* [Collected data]
"""

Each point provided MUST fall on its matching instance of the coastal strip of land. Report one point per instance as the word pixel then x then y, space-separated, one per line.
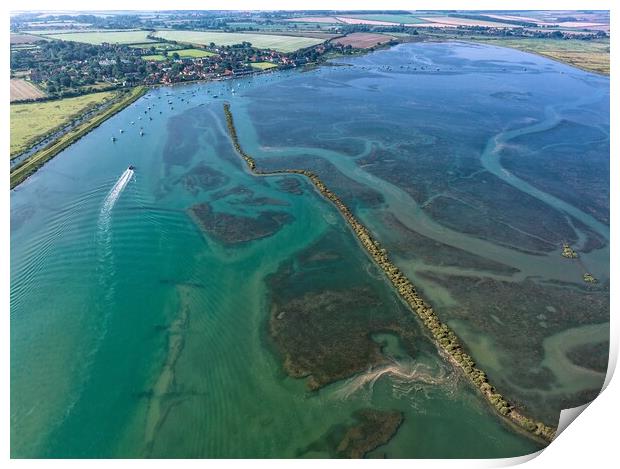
pixel 444 337
pixel 22 171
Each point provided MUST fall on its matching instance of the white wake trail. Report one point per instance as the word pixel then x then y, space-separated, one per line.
pixel 115 192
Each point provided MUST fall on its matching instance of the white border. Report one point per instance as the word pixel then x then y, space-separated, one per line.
pixel 591 442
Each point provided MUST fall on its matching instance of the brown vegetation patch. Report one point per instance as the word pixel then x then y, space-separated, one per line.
pixel 374 428
pixel 410 244
pixel 234 229
pixel 498 308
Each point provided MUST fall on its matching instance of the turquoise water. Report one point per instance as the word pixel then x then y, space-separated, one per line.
pixel 134 333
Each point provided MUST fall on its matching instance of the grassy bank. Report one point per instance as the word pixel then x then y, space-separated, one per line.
pixel 29 166
pixel 33 122
pixel 592 56
pixel 445 338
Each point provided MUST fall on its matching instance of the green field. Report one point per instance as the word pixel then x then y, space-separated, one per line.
pixel 157 45
pixel 588 55
pixel 401 19
pixel 194 53
pixel 261 41
pixel 154 58
pixel 30 122
pixel 21 171
pixel 99 37
pixel 263 65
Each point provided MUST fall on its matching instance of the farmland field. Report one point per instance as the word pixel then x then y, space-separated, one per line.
pixel 32 121
pixel 363 40
pixel 453 21
pixel 156 45
pixel 194 53
pixel 262 41
pixel 24 39
pixel 154 57
pixel 315 19
pixel 400 19
pixel 99 37
pixel 263 65
pixel 22 89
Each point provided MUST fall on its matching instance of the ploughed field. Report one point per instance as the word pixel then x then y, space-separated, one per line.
pixel 22 89
pixel 210 312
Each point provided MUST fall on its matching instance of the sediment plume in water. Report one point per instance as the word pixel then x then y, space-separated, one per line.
pixel 445 339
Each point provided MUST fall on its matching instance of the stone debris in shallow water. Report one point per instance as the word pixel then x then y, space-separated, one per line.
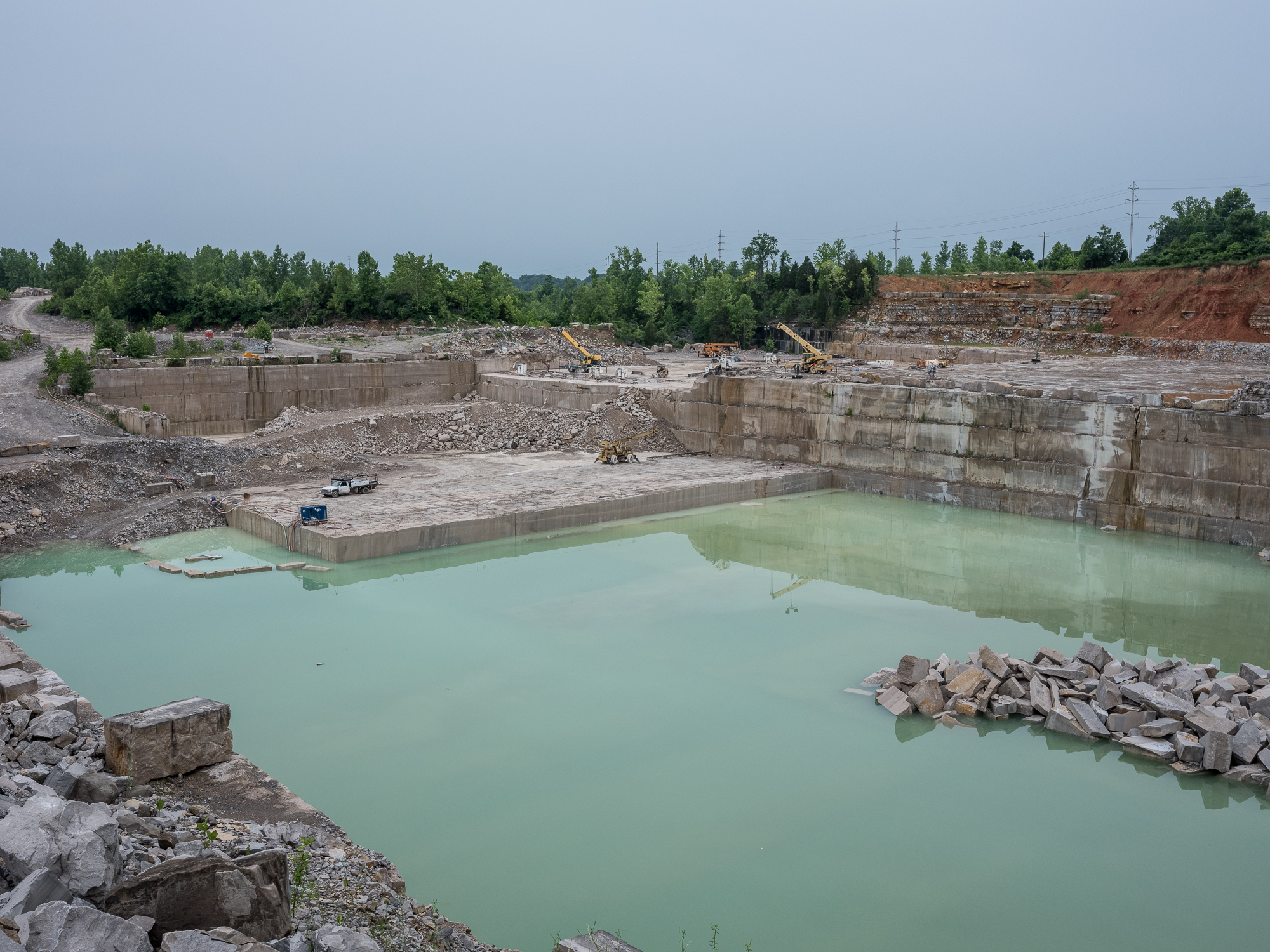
pixel 1192 718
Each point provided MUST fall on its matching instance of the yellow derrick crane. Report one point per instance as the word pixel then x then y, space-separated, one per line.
pixel 813 361
pixel 618 451
pixel 589 360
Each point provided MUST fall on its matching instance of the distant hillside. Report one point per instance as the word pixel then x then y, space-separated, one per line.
pixel 528 282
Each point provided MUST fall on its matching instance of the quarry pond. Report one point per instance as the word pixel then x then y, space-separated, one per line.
pixel 645 725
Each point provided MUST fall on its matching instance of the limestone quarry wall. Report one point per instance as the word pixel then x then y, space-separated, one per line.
pixel 1180 473
pixel 201 402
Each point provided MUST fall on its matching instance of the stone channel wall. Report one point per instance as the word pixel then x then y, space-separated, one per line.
pixel 203 402
pixel 347 549
pixel 1179 473
pixel 979 308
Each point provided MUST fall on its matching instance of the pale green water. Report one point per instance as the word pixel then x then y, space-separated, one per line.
pixel 625 728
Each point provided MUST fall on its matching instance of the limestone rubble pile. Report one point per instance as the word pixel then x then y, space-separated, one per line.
pixel 95 861
pixel 473 425
pixel 1189 717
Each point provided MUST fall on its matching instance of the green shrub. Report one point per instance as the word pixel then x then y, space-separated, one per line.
pixel 140 345
pixel 81 376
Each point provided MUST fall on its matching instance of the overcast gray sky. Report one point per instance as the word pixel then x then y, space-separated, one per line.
pixel 539 136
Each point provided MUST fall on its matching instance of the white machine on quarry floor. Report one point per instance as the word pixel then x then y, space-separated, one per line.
pixel 345 486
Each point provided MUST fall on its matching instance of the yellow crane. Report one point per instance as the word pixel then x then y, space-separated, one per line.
pixel 813 361
pixel 589 360
pixel 617 451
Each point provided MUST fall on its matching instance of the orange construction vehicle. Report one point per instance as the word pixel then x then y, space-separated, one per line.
pixel 716 350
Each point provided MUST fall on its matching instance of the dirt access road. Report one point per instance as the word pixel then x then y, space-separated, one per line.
pixel 26 417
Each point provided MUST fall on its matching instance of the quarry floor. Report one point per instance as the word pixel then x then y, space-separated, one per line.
pixel 1107 375
pixel 425 502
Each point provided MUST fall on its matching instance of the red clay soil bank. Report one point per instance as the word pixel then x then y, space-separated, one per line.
pixel 1151 303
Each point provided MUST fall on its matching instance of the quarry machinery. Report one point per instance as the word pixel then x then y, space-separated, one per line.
pixel 716 350
pixel 589 360
pixel 618 451
pixel 813 361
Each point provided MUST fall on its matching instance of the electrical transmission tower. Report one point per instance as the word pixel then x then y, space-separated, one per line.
pixel 1133 214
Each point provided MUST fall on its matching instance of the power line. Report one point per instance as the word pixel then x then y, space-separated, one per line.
pixel 1133 213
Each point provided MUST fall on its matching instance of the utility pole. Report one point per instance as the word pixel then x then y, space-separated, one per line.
pixel 1133 214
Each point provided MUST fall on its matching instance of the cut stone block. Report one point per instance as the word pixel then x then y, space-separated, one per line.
pixel 1259 701
pixel 993 663
pixel 1039 694
pixel 15 684
pixel 1188 747
pixel 968 682
pixel 1094 654
pixel 1125 723
pixel 171 739
pixel 1207 720
pixel 896 701
pixel 1252 673
pixel 1217 752
pixel 1153 748
pixel 912 670
pixel 1169 705
pixel 1108 695
pixel 1065 723
pixel 928 696
pixel 1089 720
pixel 1247 743
pixel 1161 728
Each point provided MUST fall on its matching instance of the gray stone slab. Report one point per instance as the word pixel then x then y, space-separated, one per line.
pixel 1089 720
pixel 1188 747
pixel 1207 720
pixel 171 739
pixel 1217 752
pixel 1094 654
pixel 911 670
pixel 896 701
pixel 1065 723
pixel 1125 723
pixel 1153 748
pixel 1247 743
pixel 1161 728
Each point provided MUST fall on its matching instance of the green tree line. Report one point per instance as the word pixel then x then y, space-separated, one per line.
pixel 129 291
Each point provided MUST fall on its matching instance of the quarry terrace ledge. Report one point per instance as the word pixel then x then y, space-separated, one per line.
pixel 421 515
pixel 1194 474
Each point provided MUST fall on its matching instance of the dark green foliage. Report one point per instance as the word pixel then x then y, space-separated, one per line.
pixel 110 334
pixel 1200 232
pixel 81 380
pixel 139 345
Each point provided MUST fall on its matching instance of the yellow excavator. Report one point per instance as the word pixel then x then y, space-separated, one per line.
pixel 813 361
pixel 589 360
pixel 618 451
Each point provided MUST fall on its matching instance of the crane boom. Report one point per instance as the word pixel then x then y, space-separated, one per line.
pixel 815 361
pixel 589 360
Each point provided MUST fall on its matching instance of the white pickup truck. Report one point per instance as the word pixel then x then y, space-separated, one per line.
pixel 345 486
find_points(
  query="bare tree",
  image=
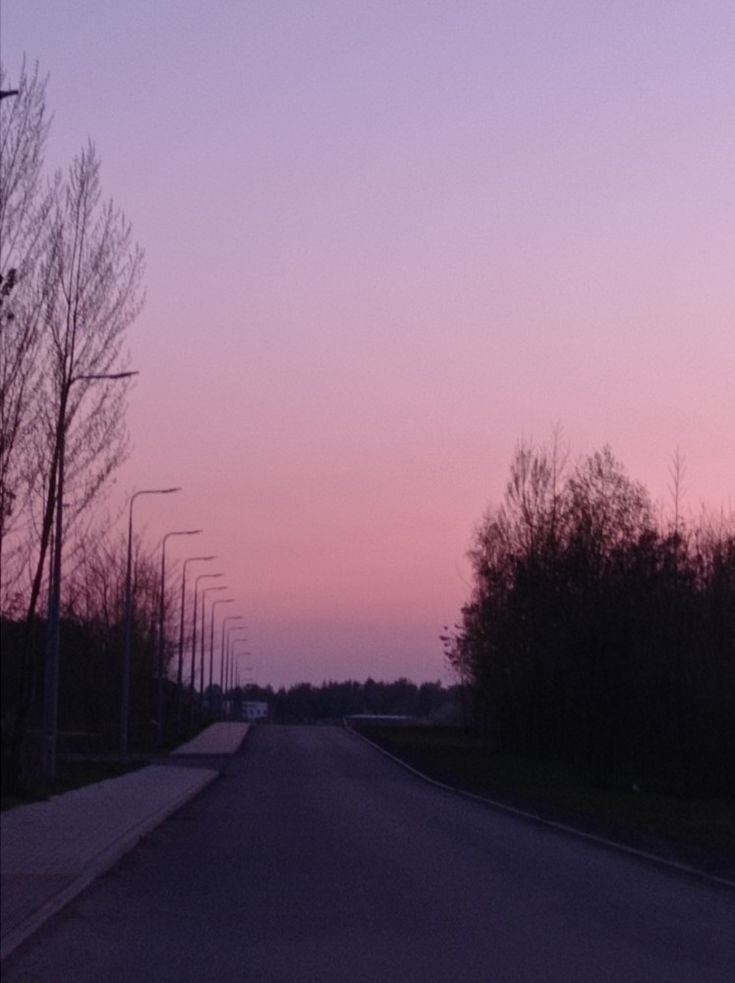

"""

* [Instructions for the task] Each record above goes into the copy word for word; the pictures do not.

* [Task result]
Each point provided MUST fall on its matching instance of the coastal strip of land. Report one point per instance as the word pixel then x then y, space-separated, one per line.
pixel 444 337
pixel 22 171
Each point provided MUST fall on its matching instance of the white wake trail. Report one point per instance as the word pixel then x then y, space-separated, one per line.
pixel 115 192
Each point provided MUST fall on its matching instance of the white border. Report one point per instance as the word pixel then x then y, space-separated, one per line.
pixel 591 442
Each point provided MUST fall on its matching instance of the brown vegetation patch. Report one point per instance as the word pixel then x then y, space-separated, one per line.
pixel 374 428
pixel 410 244
pixel 234 229
pixel 498 308
Each point provided MUST fall on its matching instance of the turquoise water. Report one point per instance as the word pixel then x then y, space-separated, one per line.
pixel 134 333
Each point provided MUST fall on its matching instance of the grassy bank. Report one point per instance as the word pixel then x then y, space-separated, one per line.
pixel 29 166
pixel 33 122
pixel 592 56
pixel 445 338
Each point provided MUST fall on its matching instance of the green field. Report one point per instance as the word pixel then x then y, space-separated, one per line.
pixel 157 45
pixel 588 55
pixel 401 19
pixel 194 53
pixel 261 41
pixel 154 58
pixel 30 122
pixel 21 171
pixel 99 37
pixel 263 65
Each point provided MUST fall on its matching instance of the farmland field. Report one point per instance as the word pixel then x then y, space-separated, one per line.
pixel 32 121
pixel 363 40
pixel 453 21
pixel 156 45
pixel 194 53
pixel 262 41
pixel 24 39
pixel 154 57
pixel 315 19
pixel 400 19
pixel 99 37
pixel 263 65
pixel 22 89
Each point provided MUST fall on its matching instance of the ploughed field. Report one point per instance as the word pixel then x then y, space-separated, one per line.
pixel 22 89
pixel 210 312
Each point provided MUST fall on its matching instance of the sediment plume in water. Report one point per instance as the word pixel then x then y, space-separated, one per line.
pixel 445 339
Each point provided MUST fall on its matching instance of the stone debris in shallow water. Report one point per instance as the word pixel then x then y, space-separated, one per line.
pixel 1192 718
Each point provided MUST fall on its matching instance of the yellow derrick crane. Report one point per instance as the word pixel then x then y, space-separated, one per line.
pixel 813 361
pixel 618 451
pixel 589 360
Each point provided MUST fall on its matching instance of the distant hillside. Report one point per instance as the word pixel then x then y, space-separated, one per line.
pixel 528 282
Each point provided MUST fall on its matching instance of the quarry pond. Report one point per instance as the word pixel then x then y, space-separated, one per line.
pixel 645 725
Each point provided MUST fall on its matching instance of the limestone quarry wall. Report one point per instance as the word pixel then x then y, space-separated, one per line.
pixel 1180 473
pixel 201 402
Each point provided MUST fall on its matching instance of the stone channel wall. Report one point per instance as the word pixel then x then y, space-separated, one per line.
pixel 203 402
pixel 347 549
pixel 1179 473
pixel 979 308
Each point provided MUST fall on its matching instance of the pale green water. Report one point per instance as the word pixel then x then y, space-separated, one per line.
pixel 625 728
Each point provided MUST fall on its matching instance of the limestone rubble pile. Report one point per instance as the word pixel then x then y, space-separated, one per line.
pixel 95 861
pixel 473 425
pixel 1189 717
Each point provided MUST fall on its matching instance of the green shrub. Report one point per instance as the word pixel then x then y, space-separated, one per line.
pixel 140 345
pixel 81 376
Each point provided MUST fall on its matching instance of the overcast gray sky. Report one point per instance as the word pixel then x then y, space-separated, one per line.
pixel 539 136
Each point provided MUST fall on its matching instance of the white machine on quarry floor. Report one point per instance as the word pixel then x then y, space-separated, one per line.
pixel 345 486
Each point provided MUST fall on its matching instance of the yellow crane. Report one point per instance as the word pixel then x then y, space-separated, one per line.
pixel 813 361
pixel 589 360
pixel 617 451
Each point provided MUST fall on its matching instance of the orange construction vehicle. Report one point per instance as the word pixel then x then y, space-separated, one per line.
pixel 716 350
Each point provided MUST fall on its matching instance of the dirt access road. Report one point per instance as the word pixel then x then y, space-separated, one per line.
pixel 26 417
Each point provided MUST fall on its matching instance of the quarry floor. Report one point per instance as the word pixel then x then y, space-separated, one per line.
pixel 1107 375
pixel 425 502
Each point provided MUST fall on its matching instance of the red clay soil bank. Report one point per instance as the word pixel then x then y, space-separated, one per line.
pixel 1151 303
Each point provided MUST fall on its matching instance of the quarry machinery. Report one point per instance as the word pixel then x then y, space-separated, one per line.
pixel 716 350
pixel 589 360
pixel 618 451
pixel 813 361
Each point provided MUST fall on its matching instance of the electrical transmission tower. Report one point per instance as the word pixel then x then y, space-separated, one per line.
pixel 1133 214
Each point provided MUST fall on its matching instance of the power line. Report one point per instance as the word pixel then x then y, space-separated, one per line.
pixel 1133 213
Each point provided MUST fall on its matching instance of the utility pole. Report one point per instance as the word pixel then x then y, space-separated, one per line.
pixel 1133 214
Each point provided MUST fall on its matching instance of the cut stone block. Report one point per instance as the word pixel then x then y, space-separated, one per line.
pixel 1259 701
pixel 993 663
pixel 1039 694
pixel 15 684
pixel 1188 747
pixel 968 682
pixel 1094 654
pixel 1125 723
pixel 171 739
pixel 1207 720
pixel 896 701
pixel 1252 673
pixel 1217 752
pixel 1153 748
pixel 912 670
pixel 1169 705
pixel 1108 695
pixel 1065 723
pixel 928 696
pixel 1089 720
pixel 1247 743
pixel 1161 728
Each point provided MUST fall on its matching instance of the gray stone slab. Report one point per instance as the word pixel then x then y, space-separated, one per line.
pixel 1089 720
pixel 1188 747
pixel 1207 720
pixel 171 739
pixel 1217 752
pixel 1094 654
pixel 911 670
pixel 896 701
pixel 1065 723
pixel 1125 723
pixel 1153 748
pixel 1247 743
pixel 1161 728
Each point provided MUST fall on its matching instance of the green tree line. Report one point per instance as the word pixel then x then y, space-separated, one per line.
pixel 129 291
Each point provided MUST fall on its matching instance of the quarry terrace ledge. Report one point per instance as the word pixel then x then y, space-separated, one per line.
pixel 421 515
pixel 1194 474
Each point provided MUST fall on its matching instance of the dark green foliage. Report one point per instance as the word pixel then x then y, space-separated, one per line.
pixel 110 334
pixel 1200 232
pixel 81 380
pixel 139 345
Each point provided MUST fall on its matching instance of the yellow excavator. Report one point per instance as the word pixel then x then y, space-separated, one per line.
pixel 813 361
pixel 589 360
pixel 618 451
Each point provided MUST fall on its matching instance of the crane boom. Report one point per instance as the word pixel then x then y, space-separated, one per line.
pixel 815 361
pixel 589 360
Each point provided MUST fall on its matching instance of the white pickup truck. Report one point per instance as the word pixel then x then y, space-separated, one per line.
pixel 345 486
find_points(
  query="bare tree",
  image=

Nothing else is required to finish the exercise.